- _Your objective_: Please copy the items from the line with "Task: pick out one point for each instance of the blurred" to the line with "Target: flamingo head", swapping "green leaf blade" for "green reed blade" and changing nothing else. Leave the pictures out of your answer.
-- begin --
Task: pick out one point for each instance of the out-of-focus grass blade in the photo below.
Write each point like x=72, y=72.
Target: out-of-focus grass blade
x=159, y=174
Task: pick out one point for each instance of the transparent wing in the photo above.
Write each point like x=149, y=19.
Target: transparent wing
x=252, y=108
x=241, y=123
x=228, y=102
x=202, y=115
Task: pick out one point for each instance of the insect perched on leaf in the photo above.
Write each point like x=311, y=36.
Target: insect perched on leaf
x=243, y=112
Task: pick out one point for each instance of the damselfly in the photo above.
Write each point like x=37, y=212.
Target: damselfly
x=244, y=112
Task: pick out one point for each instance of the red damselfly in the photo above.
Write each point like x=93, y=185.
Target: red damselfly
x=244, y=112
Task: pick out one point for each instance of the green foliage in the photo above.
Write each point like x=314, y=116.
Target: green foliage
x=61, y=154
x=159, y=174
-- end --
-- begin --
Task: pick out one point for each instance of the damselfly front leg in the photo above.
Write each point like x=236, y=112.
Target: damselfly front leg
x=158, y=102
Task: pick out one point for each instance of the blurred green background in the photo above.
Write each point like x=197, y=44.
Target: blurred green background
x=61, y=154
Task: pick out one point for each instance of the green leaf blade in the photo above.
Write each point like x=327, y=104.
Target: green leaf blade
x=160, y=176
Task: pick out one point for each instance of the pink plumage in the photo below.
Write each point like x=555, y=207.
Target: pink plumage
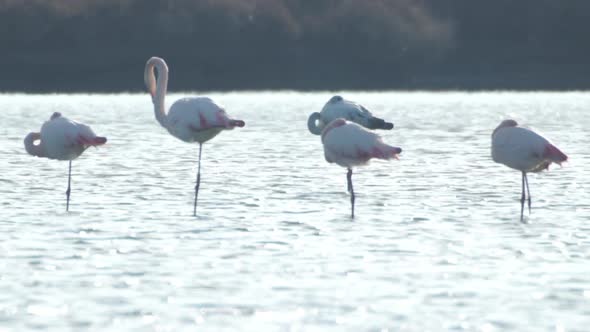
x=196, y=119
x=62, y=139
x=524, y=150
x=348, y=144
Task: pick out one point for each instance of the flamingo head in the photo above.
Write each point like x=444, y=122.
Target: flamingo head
-- end --
- _Task solution_:
Task: pick out one point for each instance of the blurred green background in the photo above.
Write each point like x=197, y=44.
Target: blurred green background
x=61, y=154
Task: pick out one point for each instance of the green reed blade in the photo above.
Write each point like x=327, y=104.
Target: green reed blade
x=160, y=176
Task: pick out one point for each instance of the pink plumage in the photo below.
Write each point like x=555, y=207.
Target: pink plumage
x=196, y=119
x=62, y=139
x=524, y=150
x=348, y=144
Task: pick out one point for each instance of the flamingo head in the photo above.
Write each point like x=444, y=122.
Target: flamingo head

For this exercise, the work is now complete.